**TASK TO COMPLETE:** List every line in the material below that contains the word "plastic", matching case exactly.

**LISTED ENTRIES:**

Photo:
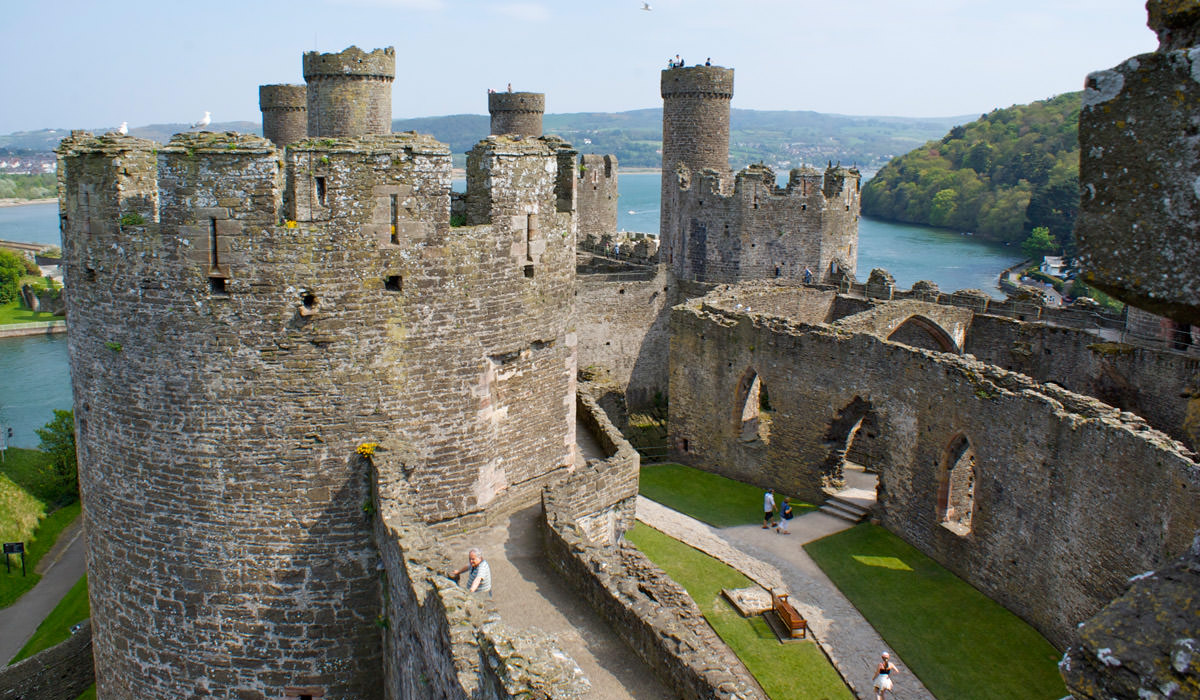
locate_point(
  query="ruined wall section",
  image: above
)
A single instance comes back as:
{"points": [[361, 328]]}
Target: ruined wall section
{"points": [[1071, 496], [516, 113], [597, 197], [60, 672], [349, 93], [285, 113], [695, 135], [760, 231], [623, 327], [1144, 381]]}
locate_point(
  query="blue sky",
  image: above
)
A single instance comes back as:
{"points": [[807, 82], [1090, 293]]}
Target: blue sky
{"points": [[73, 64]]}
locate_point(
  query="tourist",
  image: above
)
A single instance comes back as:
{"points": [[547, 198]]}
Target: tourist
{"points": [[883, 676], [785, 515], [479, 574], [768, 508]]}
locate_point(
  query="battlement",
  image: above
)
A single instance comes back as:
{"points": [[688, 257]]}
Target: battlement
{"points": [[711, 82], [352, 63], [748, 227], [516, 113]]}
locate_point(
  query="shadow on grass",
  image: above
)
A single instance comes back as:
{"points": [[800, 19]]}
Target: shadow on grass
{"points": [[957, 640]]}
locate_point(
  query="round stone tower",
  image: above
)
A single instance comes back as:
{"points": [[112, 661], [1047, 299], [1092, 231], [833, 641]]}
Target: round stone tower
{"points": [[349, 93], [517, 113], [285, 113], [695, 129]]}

* * *

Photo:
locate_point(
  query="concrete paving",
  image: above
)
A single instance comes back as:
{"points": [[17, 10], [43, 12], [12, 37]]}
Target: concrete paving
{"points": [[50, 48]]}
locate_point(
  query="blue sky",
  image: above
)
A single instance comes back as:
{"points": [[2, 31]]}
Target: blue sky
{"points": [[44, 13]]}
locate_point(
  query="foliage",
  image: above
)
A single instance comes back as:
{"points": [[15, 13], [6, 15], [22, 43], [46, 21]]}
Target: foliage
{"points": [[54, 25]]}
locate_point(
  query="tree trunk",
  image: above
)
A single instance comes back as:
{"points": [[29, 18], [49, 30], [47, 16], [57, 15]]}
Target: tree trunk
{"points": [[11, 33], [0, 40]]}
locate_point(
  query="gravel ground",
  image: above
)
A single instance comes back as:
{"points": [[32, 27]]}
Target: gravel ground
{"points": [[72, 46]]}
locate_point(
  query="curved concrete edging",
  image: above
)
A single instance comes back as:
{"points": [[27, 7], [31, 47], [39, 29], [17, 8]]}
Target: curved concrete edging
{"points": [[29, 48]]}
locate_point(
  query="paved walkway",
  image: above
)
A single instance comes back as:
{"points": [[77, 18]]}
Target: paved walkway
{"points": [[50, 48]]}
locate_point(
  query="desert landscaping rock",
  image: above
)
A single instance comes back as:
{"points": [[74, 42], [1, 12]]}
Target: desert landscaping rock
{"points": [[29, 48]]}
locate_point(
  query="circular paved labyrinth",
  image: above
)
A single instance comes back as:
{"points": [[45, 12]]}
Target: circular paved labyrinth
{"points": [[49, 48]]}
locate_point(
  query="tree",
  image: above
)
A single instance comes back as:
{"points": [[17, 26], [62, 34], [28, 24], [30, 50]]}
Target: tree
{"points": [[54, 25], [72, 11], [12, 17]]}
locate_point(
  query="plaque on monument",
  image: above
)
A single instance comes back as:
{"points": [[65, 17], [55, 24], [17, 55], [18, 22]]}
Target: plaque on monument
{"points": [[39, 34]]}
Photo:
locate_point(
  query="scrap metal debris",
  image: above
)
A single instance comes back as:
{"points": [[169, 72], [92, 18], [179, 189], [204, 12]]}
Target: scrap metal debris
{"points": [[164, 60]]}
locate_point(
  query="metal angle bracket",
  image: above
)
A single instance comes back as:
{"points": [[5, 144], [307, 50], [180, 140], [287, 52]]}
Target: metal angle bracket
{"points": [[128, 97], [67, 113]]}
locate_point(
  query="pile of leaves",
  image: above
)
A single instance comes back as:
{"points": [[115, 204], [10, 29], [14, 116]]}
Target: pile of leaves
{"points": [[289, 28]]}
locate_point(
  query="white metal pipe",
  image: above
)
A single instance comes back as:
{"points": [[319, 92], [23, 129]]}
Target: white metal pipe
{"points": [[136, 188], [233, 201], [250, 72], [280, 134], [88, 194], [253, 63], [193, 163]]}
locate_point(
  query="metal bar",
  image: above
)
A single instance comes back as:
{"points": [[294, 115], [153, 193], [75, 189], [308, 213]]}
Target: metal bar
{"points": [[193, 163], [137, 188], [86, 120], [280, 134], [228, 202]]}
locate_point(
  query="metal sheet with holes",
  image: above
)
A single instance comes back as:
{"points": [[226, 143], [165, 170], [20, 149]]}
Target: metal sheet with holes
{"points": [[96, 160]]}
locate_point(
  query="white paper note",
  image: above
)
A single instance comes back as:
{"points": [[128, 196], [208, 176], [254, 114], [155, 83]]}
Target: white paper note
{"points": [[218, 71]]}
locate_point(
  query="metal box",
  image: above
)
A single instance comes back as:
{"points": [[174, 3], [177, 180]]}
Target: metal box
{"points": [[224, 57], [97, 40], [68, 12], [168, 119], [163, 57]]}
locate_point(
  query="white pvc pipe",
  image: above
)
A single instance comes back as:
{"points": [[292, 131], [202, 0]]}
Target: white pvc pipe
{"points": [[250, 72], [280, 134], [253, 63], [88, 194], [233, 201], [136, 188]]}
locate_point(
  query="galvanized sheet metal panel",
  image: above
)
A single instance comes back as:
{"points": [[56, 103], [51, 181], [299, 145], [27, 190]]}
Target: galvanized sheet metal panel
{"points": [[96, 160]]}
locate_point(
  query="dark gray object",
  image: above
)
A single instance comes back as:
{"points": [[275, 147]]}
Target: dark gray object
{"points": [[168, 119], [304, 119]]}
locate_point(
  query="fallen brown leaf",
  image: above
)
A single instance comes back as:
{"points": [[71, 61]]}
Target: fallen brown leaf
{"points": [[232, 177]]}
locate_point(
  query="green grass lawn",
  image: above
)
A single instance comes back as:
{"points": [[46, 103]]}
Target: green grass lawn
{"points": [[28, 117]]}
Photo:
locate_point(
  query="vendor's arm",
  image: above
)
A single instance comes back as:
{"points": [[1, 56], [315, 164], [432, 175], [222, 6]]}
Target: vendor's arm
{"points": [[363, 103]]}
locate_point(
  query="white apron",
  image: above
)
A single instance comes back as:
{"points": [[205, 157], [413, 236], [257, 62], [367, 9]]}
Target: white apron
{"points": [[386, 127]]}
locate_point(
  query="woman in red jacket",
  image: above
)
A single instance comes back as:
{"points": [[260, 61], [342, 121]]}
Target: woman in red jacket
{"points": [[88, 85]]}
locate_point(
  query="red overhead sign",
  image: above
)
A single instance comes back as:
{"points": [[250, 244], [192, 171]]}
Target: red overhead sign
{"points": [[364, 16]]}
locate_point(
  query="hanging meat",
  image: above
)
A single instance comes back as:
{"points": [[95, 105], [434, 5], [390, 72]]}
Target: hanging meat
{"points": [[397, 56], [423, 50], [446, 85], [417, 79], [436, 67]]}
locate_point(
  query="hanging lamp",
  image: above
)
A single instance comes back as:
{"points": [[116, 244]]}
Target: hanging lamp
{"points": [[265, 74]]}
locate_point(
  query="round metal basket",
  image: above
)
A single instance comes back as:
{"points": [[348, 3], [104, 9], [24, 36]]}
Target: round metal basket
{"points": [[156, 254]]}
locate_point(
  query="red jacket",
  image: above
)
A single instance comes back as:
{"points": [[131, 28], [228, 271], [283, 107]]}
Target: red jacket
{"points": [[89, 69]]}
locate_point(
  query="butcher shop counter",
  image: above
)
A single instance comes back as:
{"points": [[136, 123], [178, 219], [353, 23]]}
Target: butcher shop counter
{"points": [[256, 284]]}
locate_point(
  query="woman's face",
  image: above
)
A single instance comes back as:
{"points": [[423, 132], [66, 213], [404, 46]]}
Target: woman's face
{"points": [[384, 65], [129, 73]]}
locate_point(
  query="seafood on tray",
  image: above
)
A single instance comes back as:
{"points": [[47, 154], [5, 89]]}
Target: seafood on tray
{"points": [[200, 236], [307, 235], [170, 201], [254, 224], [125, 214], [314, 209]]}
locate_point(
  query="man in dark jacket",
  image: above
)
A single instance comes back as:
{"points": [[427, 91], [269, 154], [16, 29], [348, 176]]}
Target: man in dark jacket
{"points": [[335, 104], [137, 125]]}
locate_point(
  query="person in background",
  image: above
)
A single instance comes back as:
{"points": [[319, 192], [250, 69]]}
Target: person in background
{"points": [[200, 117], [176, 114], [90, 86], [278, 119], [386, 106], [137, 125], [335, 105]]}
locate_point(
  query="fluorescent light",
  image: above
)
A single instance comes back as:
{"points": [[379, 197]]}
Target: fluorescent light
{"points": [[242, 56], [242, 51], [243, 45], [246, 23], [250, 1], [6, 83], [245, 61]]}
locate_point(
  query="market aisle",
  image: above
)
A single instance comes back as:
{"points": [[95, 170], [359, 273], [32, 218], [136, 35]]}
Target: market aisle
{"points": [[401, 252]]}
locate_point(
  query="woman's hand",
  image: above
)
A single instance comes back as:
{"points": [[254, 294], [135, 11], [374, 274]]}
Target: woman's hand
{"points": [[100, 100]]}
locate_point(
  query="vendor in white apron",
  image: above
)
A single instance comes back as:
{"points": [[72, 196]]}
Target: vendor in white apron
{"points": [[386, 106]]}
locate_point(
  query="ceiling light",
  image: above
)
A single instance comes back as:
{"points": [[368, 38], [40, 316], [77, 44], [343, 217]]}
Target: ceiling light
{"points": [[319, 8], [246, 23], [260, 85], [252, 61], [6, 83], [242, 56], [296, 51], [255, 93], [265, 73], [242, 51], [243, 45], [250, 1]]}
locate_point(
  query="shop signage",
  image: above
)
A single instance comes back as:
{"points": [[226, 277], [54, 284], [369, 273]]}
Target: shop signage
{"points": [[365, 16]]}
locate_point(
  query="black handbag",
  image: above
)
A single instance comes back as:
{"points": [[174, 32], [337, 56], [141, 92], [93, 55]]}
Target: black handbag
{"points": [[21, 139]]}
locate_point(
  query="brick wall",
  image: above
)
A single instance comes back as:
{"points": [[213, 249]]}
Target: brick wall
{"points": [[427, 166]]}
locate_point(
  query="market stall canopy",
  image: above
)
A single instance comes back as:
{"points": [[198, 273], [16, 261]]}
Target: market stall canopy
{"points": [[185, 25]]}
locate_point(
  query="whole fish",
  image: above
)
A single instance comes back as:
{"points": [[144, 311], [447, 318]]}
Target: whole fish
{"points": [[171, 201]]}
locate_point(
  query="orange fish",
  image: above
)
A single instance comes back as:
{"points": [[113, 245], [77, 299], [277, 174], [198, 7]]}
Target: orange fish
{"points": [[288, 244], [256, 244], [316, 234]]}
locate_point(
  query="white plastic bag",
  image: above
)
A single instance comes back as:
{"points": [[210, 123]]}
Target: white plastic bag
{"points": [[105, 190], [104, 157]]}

...

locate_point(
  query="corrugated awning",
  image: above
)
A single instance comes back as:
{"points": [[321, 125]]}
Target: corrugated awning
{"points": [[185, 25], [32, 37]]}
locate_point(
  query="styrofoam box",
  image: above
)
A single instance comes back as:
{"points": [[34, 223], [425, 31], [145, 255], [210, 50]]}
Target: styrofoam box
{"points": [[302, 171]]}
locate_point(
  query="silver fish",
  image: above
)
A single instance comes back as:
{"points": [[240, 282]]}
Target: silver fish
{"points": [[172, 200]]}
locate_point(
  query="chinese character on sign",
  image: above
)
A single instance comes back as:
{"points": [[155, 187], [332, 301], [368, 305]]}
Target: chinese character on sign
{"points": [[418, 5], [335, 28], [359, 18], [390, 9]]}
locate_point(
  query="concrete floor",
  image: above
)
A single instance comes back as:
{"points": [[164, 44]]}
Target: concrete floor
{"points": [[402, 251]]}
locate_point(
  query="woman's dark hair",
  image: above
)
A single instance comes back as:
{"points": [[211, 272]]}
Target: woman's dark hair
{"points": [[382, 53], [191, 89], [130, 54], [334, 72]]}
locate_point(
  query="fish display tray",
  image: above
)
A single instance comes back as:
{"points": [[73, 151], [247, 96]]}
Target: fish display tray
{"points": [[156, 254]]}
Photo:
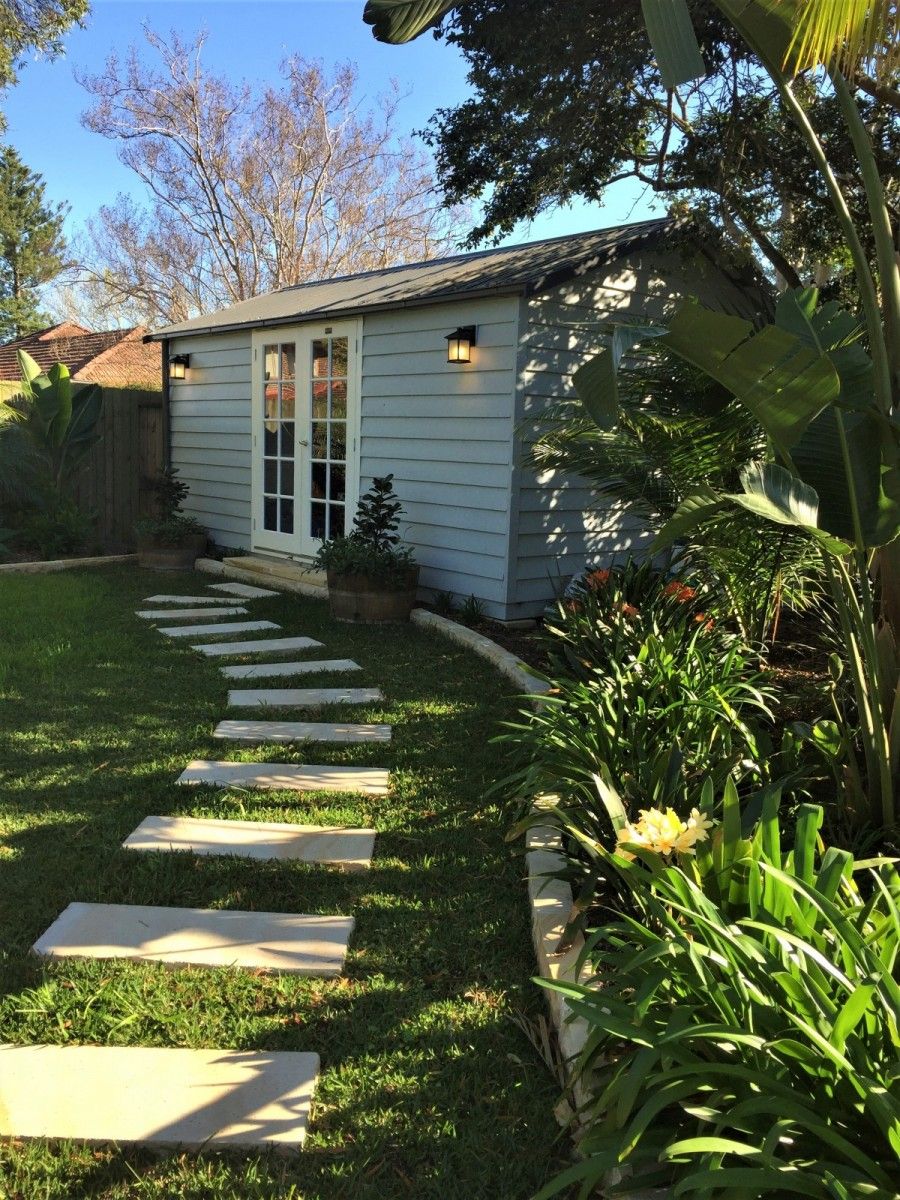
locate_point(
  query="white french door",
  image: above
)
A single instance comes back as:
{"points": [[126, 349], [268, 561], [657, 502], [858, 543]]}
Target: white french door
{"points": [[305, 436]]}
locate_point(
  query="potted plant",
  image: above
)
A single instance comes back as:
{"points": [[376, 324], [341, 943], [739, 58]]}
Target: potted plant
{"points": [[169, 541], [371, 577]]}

**FINAL ANSWER:**
  query="white plastic bag",
Target: white plastic bag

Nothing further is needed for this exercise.